EXCERPT PROVIDED >>

........

So, to be clear, I am suggesting that DG automation needs to be more like Waldo where users only interact with the data through an intervening layer. You can think about this as an extension of the growing trend to implement self-service analytics. Self-service systems allow authenticated users access to a limited number of datasets to perform a limited (predefined) set of actions in a fixed context, usually business analytics. In the same way we have seen the data warehouse migrate from the backend of operational systems to the frontend (i.e., lake houses), I predict we will see self-service analytics expand to include more datasets and more upstream data operations.
A very useful model for controlling data tools was implemented in the Hadoop ecosystem through an application called Ranger. It is a software application designed to communicate with and control other tools such as Hive and Spark through a stored digital policy. For example, a digital policy that allows a user to perform a read operation, but not an update action on certain data. In addition to controlling the actions of a data tool, Ranger can also collect metadata describing the actions the tool performed. Some commercial applications for the big data space have followed this model to develop very robust automated DG polices that can control data, users, and actions, but mostly in the context of data analytics, not as an enterprise solution. There is also ongoing academic research in this area. I am currently part of a team of professors, students, and industry partners exploring methods for automating data curation and data governance sponsored by a National Science Foundation grant (https://dartproject.org/).
However, the Ranger-type control of legacy data tools such as relational databases is much more difficult where such controllers must be custom built. Just the opposite of the Waldo, most vendors of data tools want to give the user as much power as possible. This is because they compete with other vendors on features and functionality, the more the better. This makes harnessing these tools even more difficult.
But just for a moment, try to image a world in which all your organization’s data are safely enclosed in a controlled data space (the Waldo chamber) and users can only manipulate the data through a software control layer (the Waldo arms) that encloses the space and automates compliance to digital policies. And suppose the control layer’s digital policies only allows authorized users to perform the operations allowable for their roles and given operational context. And as long as we are imagining, suppose that every action taken inside of the controlled data space is captured as metadata and sent back to the control layer where a series of filters forward updates to the data catalog, dashboards, and other monitors in real, or near-real, time. As an added bonus, the system would prevent data littering because data could only enter or leave the control space if it adhered to the ISO 8000-110 standard for master data exchange requiring complete metadata references.
While developers and data scientists might shudder at the thought of having to go through an intermediate software layer that limits their data access and actions, I do believe that eventually this will all happen. The increasing risks and costs of not having automated DG policy compliance is simply unacceptable.

........

RECORDS SUPPLIED >>
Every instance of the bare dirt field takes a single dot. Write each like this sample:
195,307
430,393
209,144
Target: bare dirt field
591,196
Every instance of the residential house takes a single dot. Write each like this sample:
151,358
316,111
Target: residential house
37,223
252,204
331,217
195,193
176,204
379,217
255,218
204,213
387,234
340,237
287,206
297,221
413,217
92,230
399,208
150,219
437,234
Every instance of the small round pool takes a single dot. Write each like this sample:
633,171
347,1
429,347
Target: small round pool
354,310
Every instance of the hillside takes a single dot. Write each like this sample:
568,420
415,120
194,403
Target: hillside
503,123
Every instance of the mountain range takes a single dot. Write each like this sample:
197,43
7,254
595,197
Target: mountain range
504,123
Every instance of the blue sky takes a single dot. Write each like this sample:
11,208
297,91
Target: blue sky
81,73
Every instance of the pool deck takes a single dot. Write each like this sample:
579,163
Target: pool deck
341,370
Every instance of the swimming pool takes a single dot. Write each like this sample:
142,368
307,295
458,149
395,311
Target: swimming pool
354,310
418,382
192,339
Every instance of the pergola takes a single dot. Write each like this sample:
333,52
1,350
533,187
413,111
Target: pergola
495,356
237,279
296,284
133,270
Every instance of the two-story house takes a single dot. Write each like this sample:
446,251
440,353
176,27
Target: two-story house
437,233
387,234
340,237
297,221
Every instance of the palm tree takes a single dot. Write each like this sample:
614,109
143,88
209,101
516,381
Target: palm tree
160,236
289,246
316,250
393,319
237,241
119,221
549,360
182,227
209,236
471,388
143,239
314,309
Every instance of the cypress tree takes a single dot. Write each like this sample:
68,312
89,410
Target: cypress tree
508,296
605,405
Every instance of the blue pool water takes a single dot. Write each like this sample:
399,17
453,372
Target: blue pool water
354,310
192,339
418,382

........

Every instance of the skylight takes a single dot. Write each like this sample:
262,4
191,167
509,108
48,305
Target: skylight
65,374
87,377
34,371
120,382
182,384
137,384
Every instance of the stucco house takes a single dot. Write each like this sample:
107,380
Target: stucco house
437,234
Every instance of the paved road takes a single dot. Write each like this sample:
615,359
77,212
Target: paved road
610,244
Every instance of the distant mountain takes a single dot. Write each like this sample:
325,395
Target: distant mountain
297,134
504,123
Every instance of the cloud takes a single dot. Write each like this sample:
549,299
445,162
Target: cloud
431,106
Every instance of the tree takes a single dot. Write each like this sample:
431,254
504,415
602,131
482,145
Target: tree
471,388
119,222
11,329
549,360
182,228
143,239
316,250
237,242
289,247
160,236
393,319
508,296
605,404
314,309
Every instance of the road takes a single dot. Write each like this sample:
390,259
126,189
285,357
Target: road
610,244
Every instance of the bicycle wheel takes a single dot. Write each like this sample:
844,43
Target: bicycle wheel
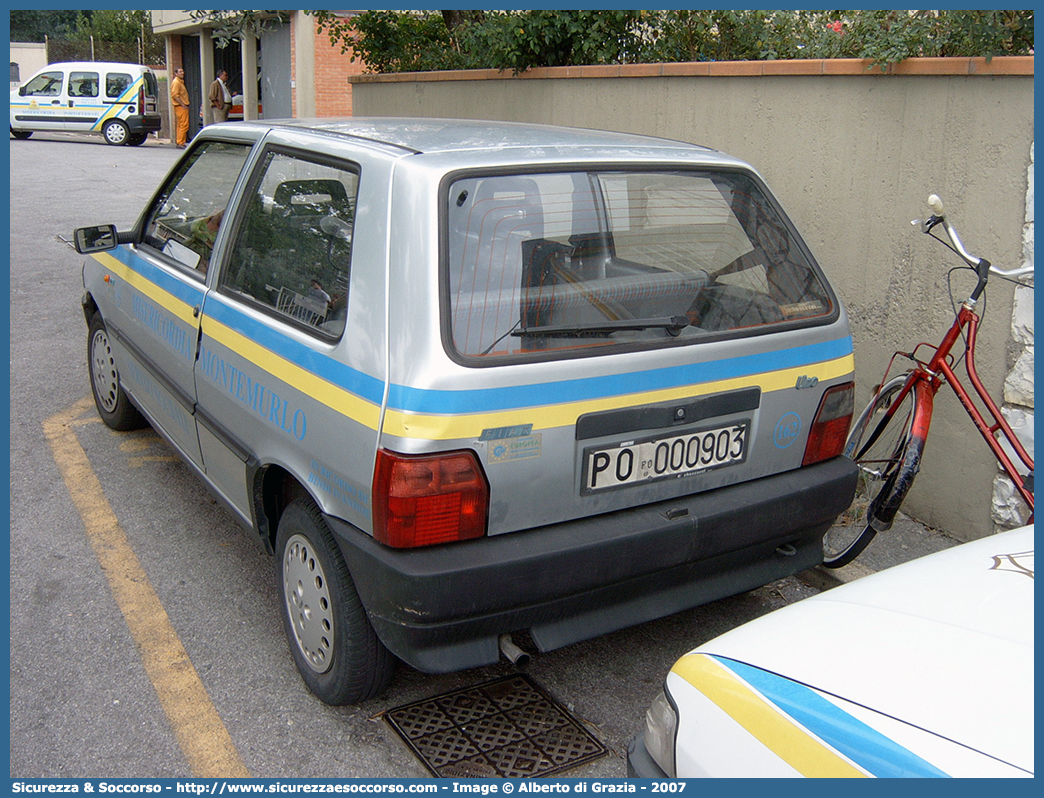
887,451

........

WORK REQUEST 1 >>
From the data governance excerpt, print the passage that begins at "However, the Ranger-type" and stops after "even more difficult.", copying it word for word.
WORK REQUEST 2 >>
Answer these questions from the data governance excerpt:
(a) Which application in the Hadoop ecosystem controls other tools through a stored digital policy?
(b) What standard must data meet to enter or leave the imagined control space?
(c) Why do most data tool vendors want to give users as much power as possible?

REPLY 1 >>
However, the Ranger-type control of legacy data tools such as relational databases is much more difficult where such controllers must be custom built. Just the opposite of the Waldo, most vendors of data tools want to give the user as much power as possible. This is because they compete with other vendors on features and functionality, the more the better. This makes harnessing these tools even more difficult.

REPLY 2 >>
(a) Ranger.
(b) The ISO 8000-110 standard for master data exchange.
(c) They compete with other vendors on features and functionality.